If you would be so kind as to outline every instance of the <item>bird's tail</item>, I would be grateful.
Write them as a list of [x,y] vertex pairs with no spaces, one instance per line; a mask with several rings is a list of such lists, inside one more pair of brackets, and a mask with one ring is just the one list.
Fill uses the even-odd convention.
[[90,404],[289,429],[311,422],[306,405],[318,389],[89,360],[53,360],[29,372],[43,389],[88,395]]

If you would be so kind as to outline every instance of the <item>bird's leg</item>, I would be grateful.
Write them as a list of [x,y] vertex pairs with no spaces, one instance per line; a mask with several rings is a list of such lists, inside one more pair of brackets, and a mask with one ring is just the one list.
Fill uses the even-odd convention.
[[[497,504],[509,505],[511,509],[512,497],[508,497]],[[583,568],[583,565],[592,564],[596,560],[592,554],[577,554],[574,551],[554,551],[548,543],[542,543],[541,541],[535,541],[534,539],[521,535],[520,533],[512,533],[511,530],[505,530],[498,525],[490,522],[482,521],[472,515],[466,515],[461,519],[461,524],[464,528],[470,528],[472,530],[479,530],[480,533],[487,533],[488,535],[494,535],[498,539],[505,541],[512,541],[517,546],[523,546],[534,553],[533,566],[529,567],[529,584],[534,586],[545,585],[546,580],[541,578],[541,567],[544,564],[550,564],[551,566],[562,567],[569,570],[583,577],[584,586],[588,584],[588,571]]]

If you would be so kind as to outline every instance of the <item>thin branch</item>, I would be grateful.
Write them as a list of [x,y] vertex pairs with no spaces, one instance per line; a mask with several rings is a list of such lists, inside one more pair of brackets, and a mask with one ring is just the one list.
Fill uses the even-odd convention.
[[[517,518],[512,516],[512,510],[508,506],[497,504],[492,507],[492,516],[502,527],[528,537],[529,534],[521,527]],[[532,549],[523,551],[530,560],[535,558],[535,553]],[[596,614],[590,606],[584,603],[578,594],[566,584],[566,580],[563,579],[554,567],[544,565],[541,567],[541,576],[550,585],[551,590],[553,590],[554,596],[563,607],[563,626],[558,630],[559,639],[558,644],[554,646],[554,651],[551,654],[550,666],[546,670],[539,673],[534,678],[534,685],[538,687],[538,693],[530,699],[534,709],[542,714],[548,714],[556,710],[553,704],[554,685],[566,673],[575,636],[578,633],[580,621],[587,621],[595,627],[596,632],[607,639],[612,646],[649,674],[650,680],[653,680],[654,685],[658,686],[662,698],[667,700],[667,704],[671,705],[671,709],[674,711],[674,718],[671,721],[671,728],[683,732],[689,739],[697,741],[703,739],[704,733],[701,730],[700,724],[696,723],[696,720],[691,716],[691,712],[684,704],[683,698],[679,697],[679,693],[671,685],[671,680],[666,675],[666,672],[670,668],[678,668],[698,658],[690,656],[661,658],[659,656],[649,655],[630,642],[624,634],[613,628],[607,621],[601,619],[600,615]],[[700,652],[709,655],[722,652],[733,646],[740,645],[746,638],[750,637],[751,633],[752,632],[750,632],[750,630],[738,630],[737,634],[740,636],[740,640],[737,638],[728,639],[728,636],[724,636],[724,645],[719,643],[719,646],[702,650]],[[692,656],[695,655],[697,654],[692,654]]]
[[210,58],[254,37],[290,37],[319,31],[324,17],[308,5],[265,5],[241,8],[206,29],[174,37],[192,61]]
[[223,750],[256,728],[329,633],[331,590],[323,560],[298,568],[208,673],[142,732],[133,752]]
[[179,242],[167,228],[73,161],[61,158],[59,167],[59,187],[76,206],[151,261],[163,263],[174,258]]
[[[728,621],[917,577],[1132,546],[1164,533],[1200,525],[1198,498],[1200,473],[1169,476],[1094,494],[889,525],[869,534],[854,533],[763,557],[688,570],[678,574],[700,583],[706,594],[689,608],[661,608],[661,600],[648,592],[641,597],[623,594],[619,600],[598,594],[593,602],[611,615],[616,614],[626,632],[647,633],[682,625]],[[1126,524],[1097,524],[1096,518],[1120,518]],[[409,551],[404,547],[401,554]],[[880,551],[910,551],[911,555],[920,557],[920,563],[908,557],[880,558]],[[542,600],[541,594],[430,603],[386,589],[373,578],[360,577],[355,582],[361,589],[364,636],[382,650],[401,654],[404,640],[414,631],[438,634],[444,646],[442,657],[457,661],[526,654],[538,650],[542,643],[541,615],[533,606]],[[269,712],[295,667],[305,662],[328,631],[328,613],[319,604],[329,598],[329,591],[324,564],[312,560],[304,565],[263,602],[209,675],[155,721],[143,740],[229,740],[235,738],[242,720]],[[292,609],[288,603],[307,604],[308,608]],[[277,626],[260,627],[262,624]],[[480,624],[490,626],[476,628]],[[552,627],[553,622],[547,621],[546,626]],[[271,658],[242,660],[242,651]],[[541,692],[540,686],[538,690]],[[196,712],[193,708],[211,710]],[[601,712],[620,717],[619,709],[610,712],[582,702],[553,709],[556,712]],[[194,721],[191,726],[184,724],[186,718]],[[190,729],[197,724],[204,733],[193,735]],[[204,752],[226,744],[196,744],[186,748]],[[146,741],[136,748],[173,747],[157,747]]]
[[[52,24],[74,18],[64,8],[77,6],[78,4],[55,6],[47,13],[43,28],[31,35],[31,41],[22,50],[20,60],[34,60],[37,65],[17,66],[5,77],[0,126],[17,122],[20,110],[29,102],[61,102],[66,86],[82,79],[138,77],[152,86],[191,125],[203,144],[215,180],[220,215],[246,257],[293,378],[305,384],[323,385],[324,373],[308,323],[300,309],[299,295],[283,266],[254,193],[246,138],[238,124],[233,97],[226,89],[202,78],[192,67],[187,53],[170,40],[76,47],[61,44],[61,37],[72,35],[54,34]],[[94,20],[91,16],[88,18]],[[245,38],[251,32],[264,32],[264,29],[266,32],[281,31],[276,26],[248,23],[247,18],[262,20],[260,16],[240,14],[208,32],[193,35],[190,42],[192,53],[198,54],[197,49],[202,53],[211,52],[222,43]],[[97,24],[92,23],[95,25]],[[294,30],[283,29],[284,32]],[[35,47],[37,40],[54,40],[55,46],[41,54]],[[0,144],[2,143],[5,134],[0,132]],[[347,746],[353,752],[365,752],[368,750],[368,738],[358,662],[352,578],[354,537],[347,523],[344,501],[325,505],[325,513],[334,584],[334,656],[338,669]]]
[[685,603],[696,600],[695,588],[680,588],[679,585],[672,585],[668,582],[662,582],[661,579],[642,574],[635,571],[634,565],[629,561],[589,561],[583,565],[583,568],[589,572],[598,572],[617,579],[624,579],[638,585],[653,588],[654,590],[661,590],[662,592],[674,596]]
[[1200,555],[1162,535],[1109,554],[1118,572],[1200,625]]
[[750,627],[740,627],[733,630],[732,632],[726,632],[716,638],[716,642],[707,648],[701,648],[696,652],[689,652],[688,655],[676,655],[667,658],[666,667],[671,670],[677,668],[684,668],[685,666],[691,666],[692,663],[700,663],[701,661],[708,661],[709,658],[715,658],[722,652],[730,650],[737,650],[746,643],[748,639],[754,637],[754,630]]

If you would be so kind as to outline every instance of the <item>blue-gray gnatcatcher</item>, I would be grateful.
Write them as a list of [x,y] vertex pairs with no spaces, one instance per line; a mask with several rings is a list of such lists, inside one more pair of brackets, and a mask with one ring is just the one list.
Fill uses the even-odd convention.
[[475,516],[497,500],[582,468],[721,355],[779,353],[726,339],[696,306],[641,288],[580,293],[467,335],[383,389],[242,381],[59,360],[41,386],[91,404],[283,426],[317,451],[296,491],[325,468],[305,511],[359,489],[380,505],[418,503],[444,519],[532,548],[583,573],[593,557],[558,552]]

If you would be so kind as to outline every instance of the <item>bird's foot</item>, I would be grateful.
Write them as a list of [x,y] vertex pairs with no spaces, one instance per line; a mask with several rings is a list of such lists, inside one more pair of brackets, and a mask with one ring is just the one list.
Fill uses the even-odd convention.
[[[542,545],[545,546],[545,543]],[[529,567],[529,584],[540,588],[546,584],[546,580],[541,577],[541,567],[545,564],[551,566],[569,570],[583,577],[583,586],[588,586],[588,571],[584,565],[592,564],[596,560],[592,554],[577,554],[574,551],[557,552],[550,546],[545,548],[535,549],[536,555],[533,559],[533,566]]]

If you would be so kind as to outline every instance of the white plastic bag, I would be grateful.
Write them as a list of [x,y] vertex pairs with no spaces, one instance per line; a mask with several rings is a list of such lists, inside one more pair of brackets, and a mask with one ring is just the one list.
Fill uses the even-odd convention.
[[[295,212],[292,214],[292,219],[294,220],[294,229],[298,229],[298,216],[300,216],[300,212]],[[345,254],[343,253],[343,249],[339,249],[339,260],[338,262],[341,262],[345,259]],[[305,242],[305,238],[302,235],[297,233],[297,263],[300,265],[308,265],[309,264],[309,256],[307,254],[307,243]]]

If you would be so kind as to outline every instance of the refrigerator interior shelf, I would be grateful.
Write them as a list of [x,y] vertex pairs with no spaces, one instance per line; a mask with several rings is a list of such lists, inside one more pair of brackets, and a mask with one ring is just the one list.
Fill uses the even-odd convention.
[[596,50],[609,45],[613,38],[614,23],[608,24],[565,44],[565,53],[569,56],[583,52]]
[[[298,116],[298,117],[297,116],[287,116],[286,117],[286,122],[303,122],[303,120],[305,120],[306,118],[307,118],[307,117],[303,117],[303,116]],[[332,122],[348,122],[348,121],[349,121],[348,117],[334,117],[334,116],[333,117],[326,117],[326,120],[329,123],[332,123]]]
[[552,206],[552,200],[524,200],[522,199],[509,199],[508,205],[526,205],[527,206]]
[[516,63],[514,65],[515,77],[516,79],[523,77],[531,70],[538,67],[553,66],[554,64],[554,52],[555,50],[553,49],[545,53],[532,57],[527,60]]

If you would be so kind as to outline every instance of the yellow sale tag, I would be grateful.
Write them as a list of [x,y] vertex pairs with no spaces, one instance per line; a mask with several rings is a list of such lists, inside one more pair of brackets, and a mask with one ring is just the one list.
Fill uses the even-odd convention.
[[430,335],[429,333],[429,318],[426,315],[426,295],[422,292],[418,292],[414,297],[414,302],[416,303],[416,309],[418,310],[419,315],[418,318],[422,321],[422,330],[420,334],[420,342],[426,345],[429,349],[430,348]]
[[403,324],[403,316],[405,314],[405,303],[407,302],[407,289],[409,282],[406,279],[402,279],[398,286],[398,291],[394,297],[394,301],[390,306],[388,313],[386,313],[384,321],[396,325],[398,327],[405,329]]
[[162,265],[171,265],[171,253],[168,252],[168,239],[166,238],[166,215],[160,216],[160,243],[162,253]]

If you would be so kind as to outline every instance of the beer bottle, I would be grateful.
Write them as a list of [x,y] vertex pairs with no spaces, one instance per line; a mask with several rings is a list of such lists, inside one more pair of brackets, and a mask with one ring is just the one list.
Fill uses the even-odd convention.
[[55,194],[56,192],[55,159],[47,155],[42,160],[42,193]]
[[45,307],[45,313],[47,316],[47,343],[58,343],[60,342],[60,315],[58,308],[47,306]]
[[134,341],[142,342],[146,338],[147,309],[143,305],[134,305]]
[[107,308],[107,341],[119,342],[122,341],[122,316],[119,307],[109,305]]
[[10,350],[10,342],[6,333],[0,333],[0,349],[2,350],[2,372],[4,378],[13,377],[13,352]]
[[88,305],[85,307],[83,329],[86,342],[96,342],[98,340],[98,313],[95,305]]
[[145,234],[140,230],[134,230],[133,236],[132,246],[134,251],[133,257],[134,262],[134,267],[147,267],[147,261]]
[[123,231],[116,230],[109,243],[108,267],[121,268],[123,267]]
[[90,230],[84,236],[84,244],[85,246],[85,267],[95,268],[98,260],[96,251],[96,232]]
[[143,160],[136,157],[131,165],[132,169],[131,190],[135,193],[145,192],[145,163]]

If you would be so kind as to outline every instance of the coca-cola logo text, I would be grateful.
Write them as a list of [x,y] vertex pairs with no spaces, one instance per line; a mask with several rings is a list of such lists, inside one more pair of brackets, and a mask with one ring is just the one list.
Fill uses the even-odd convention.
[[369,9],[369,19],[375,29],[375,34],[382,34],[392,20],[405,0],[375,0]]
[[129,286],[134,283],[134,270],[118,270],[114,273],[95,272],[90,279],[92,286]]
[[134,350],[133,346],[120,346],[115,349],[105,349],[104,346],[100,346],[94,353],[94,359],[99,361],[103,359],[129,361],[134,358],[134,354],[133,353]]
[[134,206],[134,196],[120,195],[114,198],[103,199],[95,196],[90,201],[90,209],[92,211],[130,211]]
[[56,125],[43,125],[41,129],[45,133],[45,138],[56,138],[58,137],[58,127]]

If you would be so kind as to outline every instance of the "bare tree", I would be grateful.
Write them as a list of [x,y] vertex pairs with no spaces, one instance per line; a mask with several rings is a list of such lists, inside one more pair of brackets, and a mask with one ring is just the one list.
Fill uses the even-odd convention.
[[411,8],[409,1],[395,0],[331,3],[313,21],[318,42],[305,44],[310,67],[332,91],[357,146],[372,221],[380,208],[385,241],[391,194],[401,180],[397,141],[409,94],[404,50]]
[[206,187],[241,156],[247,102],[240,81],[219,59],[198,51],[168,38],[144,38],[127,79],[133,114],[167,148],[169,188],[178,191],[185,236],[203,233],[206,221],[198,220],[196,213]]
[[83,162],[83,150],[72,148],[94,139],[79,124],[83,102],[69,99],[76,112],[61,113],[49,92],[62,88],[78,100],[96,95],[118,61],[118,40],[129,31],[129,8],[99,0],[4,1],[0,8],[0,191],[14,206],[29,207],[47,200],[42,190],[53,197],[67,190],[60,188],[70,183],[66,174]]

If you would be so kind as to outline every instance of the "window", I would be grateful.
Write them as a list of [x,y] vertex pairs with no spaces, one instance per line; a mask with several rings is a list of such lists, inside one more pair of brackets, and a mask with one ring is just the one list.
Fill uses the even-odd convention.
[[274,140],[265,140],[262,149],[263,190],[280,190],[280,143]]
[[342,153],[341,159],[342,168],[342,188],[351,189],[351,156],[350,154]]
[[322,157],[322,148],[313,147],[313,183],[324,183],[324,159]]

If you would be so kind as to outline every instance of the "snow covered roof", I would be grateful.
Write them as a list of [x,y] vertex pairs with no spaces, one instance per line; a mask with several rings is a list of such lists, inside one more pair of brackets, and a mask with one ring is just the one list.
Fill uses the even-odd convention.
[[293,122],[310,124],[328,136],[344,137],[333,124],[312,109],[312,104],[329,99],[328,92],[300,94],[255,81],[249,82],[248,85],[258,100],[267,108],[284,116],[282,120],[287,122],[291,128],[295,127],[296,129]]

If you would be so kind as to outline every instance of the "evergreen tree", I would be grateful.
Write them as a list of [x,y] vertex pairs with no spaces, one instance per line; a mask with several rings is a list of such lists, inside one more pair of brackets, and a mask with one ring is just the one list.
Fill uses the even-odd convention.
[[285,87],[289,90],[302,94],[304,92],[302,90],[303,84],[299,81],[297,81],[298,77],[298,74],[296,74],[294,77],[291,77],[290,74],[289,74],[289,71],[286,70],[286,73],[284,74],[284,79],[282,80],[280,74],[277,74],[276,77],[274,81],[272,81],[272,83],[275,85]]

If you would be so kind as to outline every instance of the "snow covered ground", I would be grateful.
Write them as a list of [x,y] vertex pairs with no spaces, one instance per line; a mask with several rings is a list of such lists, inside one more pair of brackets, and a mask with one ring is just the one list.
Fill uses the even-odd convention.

(DIRECTIONS FOR THIS TASK)
Which lines of the data above contain the string "item"? Copy each of those lines in full.

(RESPONSE)
If you would be so kind as to outline every instance of the <item>bird's tail</item>, I would be grateful.
If you would be so kind as to outline every instance of the <item>bird's leg</item>, I would be grateful.
If you would be so kind as to outline every instance of the <item>thin branch</item>, I would be grateful.
If you would be so kind as to outline every instance of the <item>blue-gray gnatcatcher</item>, I would be grateful.
If you would be so kind as to outline every instance of the <item>bird's foot</item>, I would be grateful.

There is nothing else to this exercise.